═══ Available data ═══
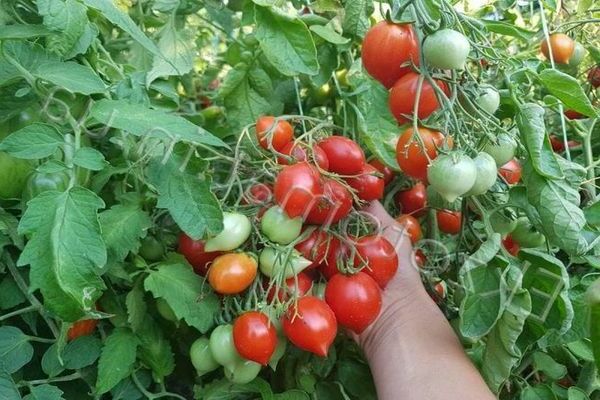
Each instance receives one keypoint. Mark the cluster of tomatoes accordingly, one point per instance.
(309, 276)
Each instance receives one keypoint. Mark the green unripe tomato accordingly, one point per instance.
(486, 174)
(278, 227)
(452, 175)
(201, 356)
(446, 49)
(236, 230)
(503, 150)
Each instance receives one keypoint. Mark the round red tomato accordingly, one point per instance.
(193, 251)
(449, 221)
(378, 256)
(354, 299)
(511, 171)
(345, 155)
(388, 174)
(334, 204)
(411, 226)
(410, 156)
(413, 200)
(368, 185)
(278, 136)
(310, 324)
(386, 49)
(297, 187)
(254, 337)
(403, 95)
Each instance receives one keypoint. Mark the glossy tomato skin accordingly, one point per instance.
(386, 48)
(232, 273)
(354, 299)
(511, 171)
(403, 95)
(562, 47)
(412, 201)
(380, 258)
(193, 251)
(297, 188)
(310, 324)
(449, 221)
(345, 155)
(332, 206)
(411, 159)
(367, 184)
(254, 337)
(282, 134)
(411, 226)
(298, 152)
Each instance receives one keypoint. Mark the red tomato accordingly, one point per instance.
(368, 185)
(345, 155)
(297, 188)
(298, 152)
(380, 258)
(354, 299)
(403, 95)
(254, 337)
(511, 171)
(310, 324)
(386, 47)
(84, 327)
(193, 251)
(411, 158)
(279, 136)
(411, 226)
(388, 174)
(334, 204)
(449, 221)
(413, 200)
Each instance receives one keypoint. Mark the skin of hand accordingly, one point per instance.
(411, 349)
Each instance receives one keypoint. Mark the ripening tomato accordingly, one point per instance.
(345, 155)
(411, 226)
(386, 48)
(367, 184)
(193, 251)
(232, 273)
(378, 256)
(310, 324)
(84, 327)
(276, 135)
(297, 188)
(562, 47)
(511, 171)
(449, 221)
(388, 174)
(413, 200)
(403, 95)
(298, 152)
(410, 156)
(354, 299)
(334, 204)
(254, 337)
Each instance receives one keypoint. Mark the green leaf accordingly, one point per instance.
(286, 42)
(146, 122)
(117, 359)
(186, 293)
(65, 263)
(530, 120)
(568, 90)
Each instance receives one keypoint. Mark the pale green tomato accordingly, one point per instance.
(278, 227)
(201, 356)
(273, 263)
(236, 230)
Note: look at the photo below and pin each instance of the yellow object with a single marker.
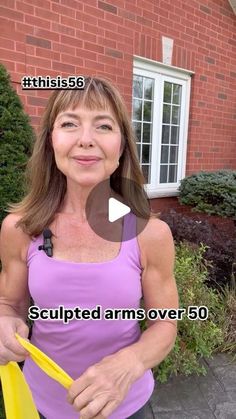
(17, 396)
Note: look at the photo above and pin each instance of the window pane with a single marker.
(147, 133)
(167, 92)
(164, 154)
(174, 135)
(148, 88)
(166, 114)
(137, 130)
(138, 86)
(147, 111)
(146, 172)
(176, 94)
(163, 173)
(146, 154)
(173, 173)
(165, 134)
(173, 154)
(175, 114)
(137, 109)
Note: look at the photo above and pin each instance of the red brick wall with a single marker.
(42, 37)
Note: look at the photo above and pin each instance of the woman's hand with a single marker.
(103, 386)
(10, 348)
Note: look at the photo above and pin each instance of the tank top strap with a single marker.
(33, 247)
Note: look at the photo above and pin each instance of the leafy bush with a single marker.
(221, 250)
(196, 338)
(210, 192)
(16, 137)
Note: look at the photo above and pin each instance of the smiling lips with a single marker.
(86, 160)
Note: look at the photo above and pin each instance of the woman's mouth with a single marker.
(87, 160)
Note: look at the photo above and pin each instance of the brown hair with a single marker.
(46, 185)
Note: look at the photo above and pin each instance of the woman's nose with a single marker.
(85, 138)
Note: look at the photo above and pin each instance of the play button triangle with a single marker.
(116, 209)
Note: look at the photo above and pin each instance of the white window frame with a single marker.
(161, 73)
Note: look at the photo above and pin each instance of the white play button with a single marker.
(116, 209)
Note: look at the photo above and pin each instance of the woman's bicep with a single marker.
(14, 274)
(158, 281)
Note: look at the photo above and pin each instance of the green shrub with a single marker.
(16, 137)
(210, 192)
(196, 338)
(221, 245)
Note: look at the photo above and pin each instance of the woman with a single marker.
(86, 138)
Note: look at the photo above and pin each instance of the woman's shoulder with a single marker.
(156, 233)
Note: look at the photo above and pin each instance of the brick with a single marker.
(38, 22)
(67, 68)
(85, 17)
(91, 47)
(107, 7)
(205, 9)
(93, 29)
(11, 14)
(70, 23)
(45, 4)
(37, 61)
(93, 11)
(70, 59)
(39, 42)
(220, 76)
(90, 55)
(127, 15)
(37, 101)
(52, 36)
(12, 55)
(222, 96)
(86, 35)
(74, 4)
(93, 65)
(25, 8)
(47, 14)
(210, 60)
(7, 44)
(63, 10)
(106, 42)
(62, 29)
(10, 65)
(45, 53)
(114, 53)
(68, 40)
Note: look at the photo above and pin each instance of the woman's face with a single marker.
(87, 144)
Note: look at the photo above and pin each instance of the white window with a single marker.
(160, 114)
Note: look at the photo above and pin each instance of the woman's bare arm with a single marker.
(14, 293)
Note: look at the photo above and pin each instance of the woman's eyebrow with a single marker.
(96, 118)
(70, 115)
(105, 116)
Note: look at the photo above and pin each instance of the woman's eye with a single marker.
(106, 127)
(67, 125)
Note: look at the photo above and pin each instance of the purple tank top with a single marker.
(80, 343)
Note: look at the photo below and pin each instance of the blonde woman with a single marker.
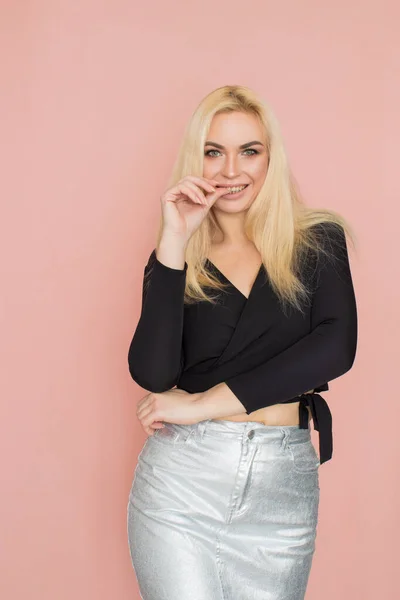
(248, 311)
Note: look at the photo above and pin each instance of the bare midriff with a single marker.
(277, 414)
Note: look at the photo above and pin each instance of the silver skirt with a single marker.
(224, 510)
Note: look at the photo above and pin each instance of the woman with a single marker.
(248, 310)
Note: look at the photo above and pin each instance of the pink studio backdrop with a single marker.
(95, 97)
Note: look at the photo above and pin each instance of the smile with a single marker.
(234, 190)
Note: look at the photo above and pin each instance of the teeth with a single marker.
(235, 189)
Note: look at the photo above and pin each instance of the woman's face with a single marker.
(232, 165)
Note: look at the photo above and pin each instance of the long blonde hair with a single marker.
(278, 222)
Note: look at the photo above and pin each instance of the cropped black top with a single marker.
(264, 354)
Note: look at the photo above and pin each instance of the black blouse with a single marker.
(264, 354)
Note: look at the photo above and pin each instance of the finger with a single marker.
(190, 193)
(203, 182)
(197, 191)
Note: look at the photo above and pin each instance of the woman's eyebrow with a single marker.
(255, 142)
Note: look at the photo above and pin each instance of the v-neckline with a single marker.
(246, 298)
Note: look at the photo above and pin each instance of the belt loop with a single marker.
(285, 438)
(202, 428)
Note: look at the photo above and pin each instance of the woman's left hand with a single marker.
(172, 406)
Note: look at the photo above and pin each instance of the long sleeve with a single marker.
(155, 354)
(326, 353)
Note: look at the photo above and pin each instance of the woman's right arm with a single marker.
(155, 355)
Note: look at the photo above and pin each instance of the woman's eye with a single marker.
(208, 153)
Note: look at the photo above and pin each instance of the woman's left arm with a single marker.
(326, 353)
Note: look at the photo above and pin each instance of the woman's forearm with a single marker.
(219, 401)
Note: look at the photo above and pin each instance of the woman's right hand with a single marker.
(186, 204)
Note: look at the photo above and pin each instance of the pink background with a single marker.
(95, 96)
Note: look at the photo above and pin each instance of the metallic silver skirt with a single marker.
(224, 510)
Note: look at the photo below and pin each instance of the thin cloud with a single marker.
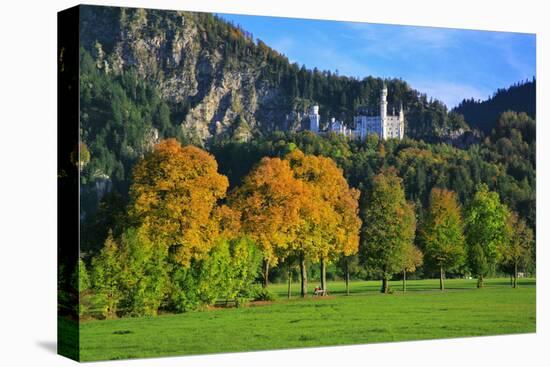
(450, 93)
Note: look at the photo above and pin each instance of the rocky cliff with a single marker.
(193, 59)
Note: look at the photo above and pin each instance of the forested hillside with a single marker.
(147, 75)
(483, 115)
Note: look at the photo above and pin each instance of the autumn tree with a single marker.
(390, 226)
(411, 259)
(485, 231)
(331, 218)
(174, 196)
(270, 202)
(517, 250)
(442, 233)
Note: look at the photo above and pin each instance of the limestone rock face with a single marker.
(171, 50)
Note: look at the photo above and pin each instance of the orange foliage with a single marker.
(174, 196)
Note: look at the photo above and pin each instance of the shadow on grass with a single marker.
(48, 345)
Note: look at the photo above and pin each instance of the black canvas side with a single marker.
(68, 343)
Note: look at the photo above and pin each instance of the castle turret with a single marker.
(314, 119)
(383, 103)
(384, 112)
(401, 122)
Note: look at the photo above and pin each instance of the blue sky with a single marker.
(447, 64)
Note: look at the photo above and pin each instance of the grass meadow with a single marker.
(365, 316)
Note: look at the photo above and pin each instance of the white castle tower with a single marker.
(314, 119)
(385, 126)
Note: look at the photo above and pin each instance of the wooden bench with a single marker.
(320, 292)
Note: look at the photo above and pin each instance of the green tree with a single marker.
(412, 258)
(390, 226)
(442, 233)
(517, 251)
(106, 280)
(143, 275)
(485, 231)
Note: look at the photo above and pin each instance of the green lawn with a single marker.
(366, 316)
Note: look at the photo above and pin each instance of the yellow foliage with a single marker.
(174, 196)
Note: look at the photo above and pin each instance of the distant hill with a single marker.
(483, 115)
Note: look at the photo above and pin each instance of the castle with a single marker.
(385, 126)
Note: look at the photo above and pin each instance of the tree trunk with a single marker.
(441, 276)
(266, 273)
(323, 275)
(303, 275)
(385, 287)
(289, 281)
(347, 278)
(480, 281)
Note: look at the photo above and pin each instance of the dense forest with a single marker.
(482, 114)
(147, 76)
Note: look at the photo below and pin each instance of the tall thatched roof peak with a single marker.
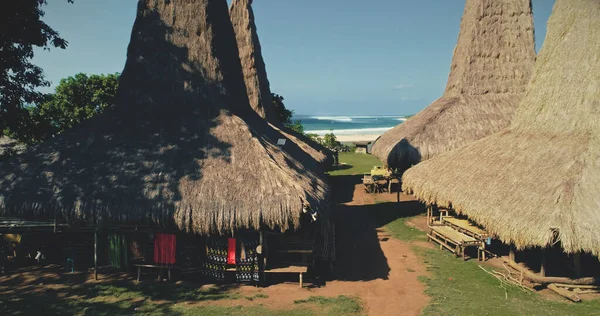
(255, 77)
(253, 65)
(492, 64)
(181, 147)
(494, 45)
(536, 182)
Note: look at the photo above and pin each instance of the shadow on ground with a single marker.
(55, 293)
(359, 256)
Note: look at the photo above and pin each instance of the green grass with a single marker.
(127, 298)
(462, 288)
(341, 305)
(353, 164)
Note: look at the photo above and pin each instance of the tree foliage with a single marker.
(283, 114)
(330, 141)
(75, 99)
(21, 30)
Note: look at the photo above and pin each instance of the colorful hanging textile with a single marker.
(117, 251)
(247, 262)
(164, 248)
(216, 259)
(231, 251)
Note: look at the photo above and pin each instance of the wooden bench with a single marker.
(152, 266)
(454, 240)
(466, 227)
(291, 269)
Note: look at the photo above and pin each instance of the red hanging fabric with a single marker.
(231, 251)
(164, 248)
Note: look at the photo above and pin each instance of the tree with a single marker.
(314, 137)
(284, 115)
(20, 30)
(75, 99)
(330, 141)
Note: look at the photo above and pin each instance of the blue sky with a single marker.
(334, 57)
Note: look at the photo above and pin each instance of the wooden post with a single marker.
(96, 254)
(577, 264)
(543, 265)
(261, 259)
(429, 214)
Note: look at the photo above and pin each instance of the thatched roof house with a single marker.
(253, 64)
(255, 77)
(181, 148)
(491, 67)
(537, 182)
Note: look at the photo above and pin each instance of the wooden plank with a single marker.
(564, 293)
(291, 269)
(96, 255)
(303, 251)
(454, 235)
(577, 265)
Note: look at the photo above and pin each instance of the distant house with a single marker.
(363, 147)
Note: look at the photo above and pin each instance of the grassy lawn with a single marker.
(462, 288)
(353, 164)
(127, 298)
(457, 287)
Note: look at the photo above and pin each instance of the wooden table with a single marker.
(453, 240)
(291, 269)
(140, 266)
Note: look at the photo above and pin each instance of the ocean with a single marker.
(348, 125)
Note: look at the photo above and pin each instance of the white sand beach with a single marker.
(357, 138)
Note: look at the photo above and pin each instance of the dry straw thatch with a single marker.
(491, 67)
(181, 148)
(536, 183)
(253, 64)
(255, 77)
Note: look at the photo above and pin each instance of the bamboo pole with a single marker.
(543, 265)
(564, 293)
(96, 254)
(534, 277)
(577, 264)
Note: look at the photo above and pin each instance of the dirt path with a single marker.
(380, 270)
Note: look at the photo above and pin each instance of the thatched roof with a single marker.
(255, 77)
(491, 67)
(253, 64)
(537, 182)
(181, 147)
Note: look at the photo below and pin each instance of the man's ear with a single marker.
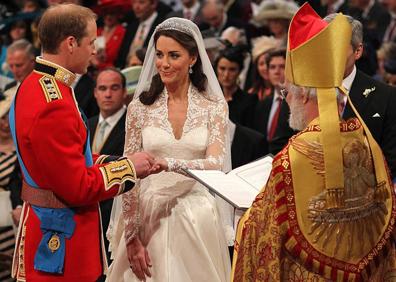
(193, 61)
(71, 43)
(305, 96)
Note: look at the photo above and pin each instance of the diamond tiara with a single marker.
(174, 25)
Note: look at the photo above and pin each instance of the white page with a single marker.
(255, 173)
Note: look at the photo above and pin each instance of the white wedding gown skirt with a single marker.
(179, 220)
(183, 232)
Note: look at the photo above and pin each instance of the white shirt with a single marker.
(111, 120)
(193, 10)
(347, 84)
(336, 5)
(367, 9)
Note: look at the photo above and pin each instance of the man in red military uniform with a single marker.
(59, 237)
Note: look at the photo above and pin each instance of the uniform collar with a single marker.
(52, 69)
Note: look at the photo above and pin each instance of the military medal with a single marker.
(54, 243)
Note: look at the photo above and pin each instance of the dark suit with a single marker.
(247, 145)
(374, 24)
(283, 131)
(241, 108)
(84, 93)
(261, 115)
(130, 32)
(378, 110)
(114, 145)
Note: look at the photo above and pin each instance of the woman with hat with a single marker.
(10, 183)
(112, 33)
(276, 14)
(261, 85)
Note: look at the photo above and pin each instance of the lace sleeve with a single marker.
(216, 149)
(133, 144)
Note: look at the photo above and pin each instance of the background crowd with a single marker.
(246, 42)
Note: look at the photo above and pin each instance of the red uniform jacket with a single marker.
(51, 139)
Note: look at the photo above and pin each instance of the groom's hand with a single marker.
(139, 259)
(142, 162)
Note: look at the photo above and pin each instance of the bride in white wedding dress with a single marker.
(169, 228)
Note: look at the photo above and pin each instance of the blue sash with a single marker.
(57, 225)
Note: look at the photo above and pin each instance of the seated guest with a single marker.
(276, 15)
(271, 114)
(20, 60)
(247, 144)
(228, 65)
(111, 34)
(261, 84)
(139, 29)
(191, 10)
(10, 187)
(107, 130)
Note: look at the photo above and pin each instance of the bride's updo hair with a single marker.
(197, 77)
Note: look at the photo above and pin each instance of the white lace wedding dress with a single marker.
(176, 218)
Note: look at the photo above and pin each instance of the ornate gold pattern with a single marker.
(359, 210)
(54, 243)
(50, 88)
(118, 172)
(61, 74)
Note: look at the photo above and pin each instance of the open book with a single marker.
(240, 186)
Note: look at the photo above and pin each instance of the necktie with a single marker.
(138, 41)
(274, 121)
(187, 14)
(390, 31)
(100, 136)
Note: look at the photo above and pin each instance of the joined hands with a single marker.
(145, 164)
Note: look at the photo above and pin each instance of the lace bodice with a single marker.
(202, 144)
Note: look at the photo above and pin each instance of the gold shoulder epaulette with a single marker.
(50, 88)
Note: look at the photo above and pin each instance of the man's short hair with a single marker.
(279, 52)
(24, 46)
(214, 3)
(113, 69)
(357, 29)
(61, 21)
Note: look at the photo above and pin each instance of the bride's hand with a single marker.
(161, 163)
(139, 259)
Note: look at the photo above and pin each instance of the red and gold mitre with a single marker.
(338, 198)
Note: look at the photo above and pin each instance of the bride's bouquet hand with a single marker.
(139, 259)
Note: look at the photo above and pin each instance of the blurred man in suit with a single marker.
(374, 100)
(139, 30)
(20, 60)
(191, 10)
(107, 130)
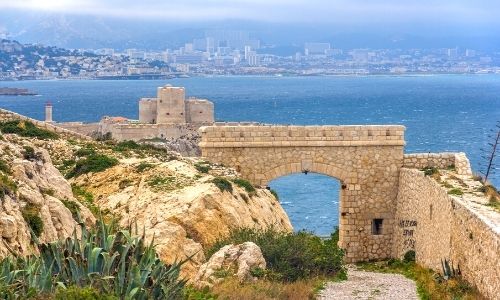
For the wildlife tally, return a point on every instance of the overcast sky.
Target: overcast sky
(310, 11)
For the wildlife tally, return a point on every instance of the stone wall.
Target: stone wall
(366, 159)
(439, 226)
(89, 129)
(442, 160)
(135, 132)
(199, 111)
(6, 115)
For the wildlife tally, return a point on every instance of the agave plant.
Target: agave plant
(107, 259)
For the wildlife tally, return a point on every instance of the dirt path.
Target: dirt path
(369, 285)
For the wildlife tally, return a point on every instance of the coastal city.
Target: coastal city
(224, 52)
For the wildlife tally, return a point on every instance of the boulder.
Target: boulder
(233, 260)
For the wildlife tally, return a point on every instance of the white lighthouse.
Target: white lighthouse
(48, 112)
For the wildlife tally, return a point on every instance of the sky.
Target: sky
(473, 12)
(166, 23)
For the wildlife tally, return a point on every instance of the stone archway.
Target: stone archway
(366, 159)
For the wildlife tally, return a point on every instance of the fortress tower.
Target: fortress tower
(48, 112)
(170, 106)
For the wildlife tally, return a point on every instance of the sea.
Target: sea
(440, 112)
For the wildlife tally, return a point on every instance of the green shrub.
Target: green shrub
(223, 184)
(104, 258)
(202, 167)
(7, 186)
(290, 256)
(124, 183)
(26, 129)
(126, 145)
(275, 194)
(456, 191)
(245, 184)
(4, 167)
(29, 154)
(79, 293)
(31, 214)
(409, 256)
(93, 163)
(73, 208)
(86, 151)
(86, 198)
(143, 166)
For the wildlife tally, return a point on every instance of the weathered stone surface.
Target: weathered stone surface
(441, 226)
(40, 184)
(186, 216)
(444, 160)
(366, 159)
(237, 260)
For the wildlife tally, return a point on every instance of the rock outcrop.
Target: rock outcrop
(180, 207)
(34, 185)
(238, 260)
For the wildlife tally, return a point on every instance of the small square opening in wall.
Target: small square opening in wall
(377, 226)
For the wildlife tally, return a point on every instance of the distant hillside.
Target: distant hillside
(14, 54)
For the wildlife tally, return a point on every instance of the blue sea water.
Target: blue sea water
(440, 112)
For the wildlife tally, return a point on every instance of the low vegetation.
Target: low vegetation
(430, 284)
(7, 186)
(31, 215)
(143, 166)
(30, 154)
(85, 198)
(456, 192)
(92, 163)
(73, 208)
(231, 289)
(223, 184)
(249, 188)
(4, 167)
(291, 256)
(26, 129)
(104, 263)
(202, 167)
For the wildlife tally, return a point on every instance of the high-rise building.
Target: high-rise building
(248, 49)
(316, 48)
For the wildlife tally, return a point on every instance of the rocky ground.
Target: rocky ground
(370, 285)
(172, 199)
(33, 191)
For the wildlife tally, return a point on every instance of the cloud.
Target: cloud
(310, 11)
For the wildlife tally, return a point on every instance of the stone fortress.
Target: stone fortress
(387, 206)
(168, 116)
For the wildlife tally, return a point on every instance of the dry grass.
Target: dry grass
(231, 289)
(430, 285)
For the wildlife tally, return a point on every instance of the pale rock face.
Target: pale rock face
(186, 219)
(39, 183)
(241, 258)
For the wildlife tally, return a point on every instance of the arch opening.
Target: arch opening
(311, 201)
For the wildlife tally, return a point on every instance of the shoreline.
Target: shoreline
(119, 78)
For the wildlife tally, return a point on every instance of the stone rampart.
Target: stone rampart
(366, 160)
(6, 115)
(443, 160)
(307, 136)
(439, 226)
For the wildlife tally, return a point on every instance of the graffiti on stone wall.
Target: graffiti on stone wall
(408, 228)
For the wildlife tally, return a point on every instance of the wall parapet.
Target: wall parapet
(442, 160)
(440, 226)
(251, 136)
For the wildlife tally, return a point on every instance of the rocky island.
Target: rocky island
(5, 91)
(94, 217)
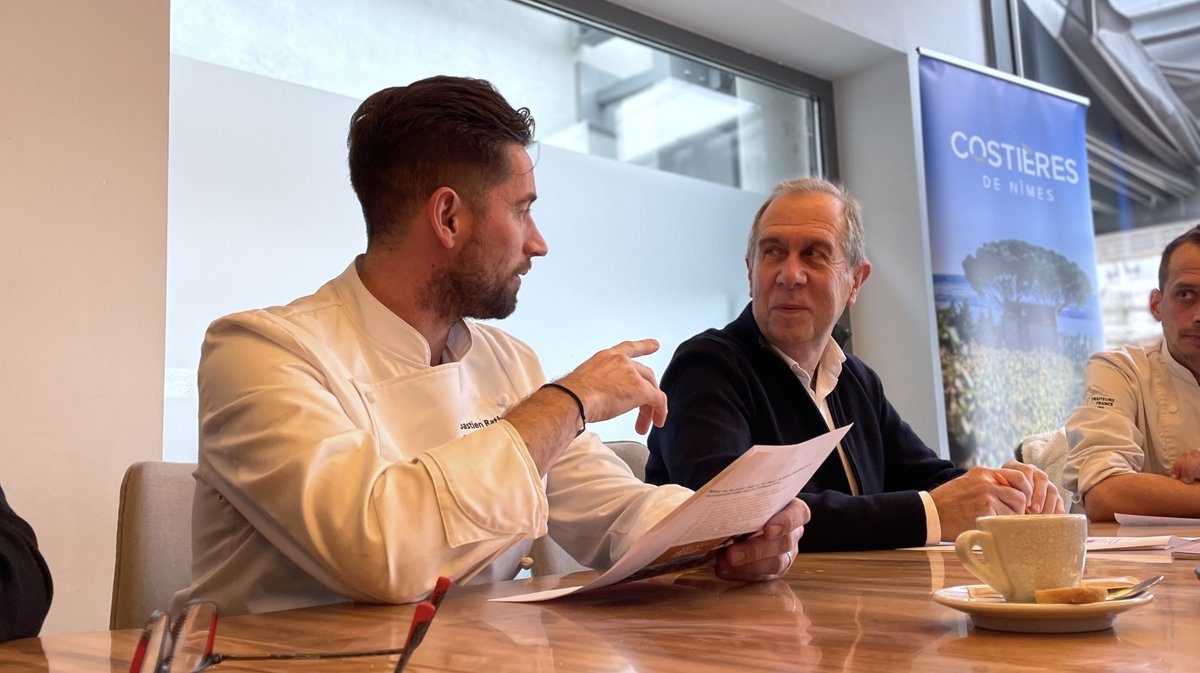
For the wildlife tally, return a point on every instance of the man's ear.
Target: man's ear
(445, 210)
(858, 277)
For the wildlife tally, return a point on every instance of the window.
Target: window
(1138, 62)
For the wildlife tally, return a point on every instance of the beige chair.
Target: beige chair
(154, 540)
(551, 559)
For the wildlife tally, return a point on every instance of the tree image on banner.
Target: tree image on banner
(1007, 368)
(1012, 254)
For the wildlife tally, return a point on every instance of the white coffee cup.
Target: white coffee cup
(1024, 553)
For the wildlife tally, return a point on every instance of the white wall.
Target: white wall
(83, 185)
(83, 211)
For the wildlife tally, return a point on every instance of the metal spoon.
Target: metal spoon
(1135, 590)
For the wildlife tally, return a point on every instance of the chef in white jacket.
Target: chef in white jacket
(360, 442)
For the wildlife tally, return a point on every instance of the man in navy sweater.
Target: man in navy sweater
(25, 586)
(775, 376)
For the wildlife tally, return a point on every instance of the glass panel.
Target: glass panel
(649, 168)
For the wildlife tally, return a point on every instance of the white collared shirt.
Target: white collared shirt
(828, 371)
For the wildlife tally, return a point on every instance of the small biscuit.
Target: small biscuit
═══
*What the exercise asks*. This exercise requires the lines of the entries containing the string "biscuit".

*Result*.
For the wildlife tally, return a point on every instance of the small biscuit.
Target: small biscuit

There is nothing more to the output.